Recorded information
-*-
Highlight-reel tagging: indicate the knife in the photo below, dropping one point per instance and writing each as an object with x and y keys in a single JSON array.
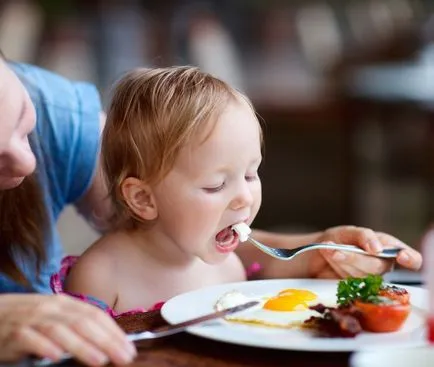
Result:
[{"x": 159, "y": 332}]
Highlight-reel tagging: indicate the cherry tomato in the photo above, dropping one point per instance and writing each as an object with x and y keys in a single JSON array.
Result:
[
  {"x": 395, "y": 293},
  {"x": 382, "y": 317}
]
-*-
Your task
Copy out every entry above word for word, leaving out the pictures.

Worked solution
Highlight-reel tagging: indicate the knife in the photo below, dropping one point per instance and writing each as an object with x and y keys in a single JSON array.
Result:
[{"x": 159, "y": 332}]
Highlight-reel tagging: indicate the cherry tomato in the photo above, dropping one point per instance and writing each as an object with x and y keys in a single JSON array.
Result:
[
  {"x": 395, "y": 293},
  {"x": 382, "y": 317}
]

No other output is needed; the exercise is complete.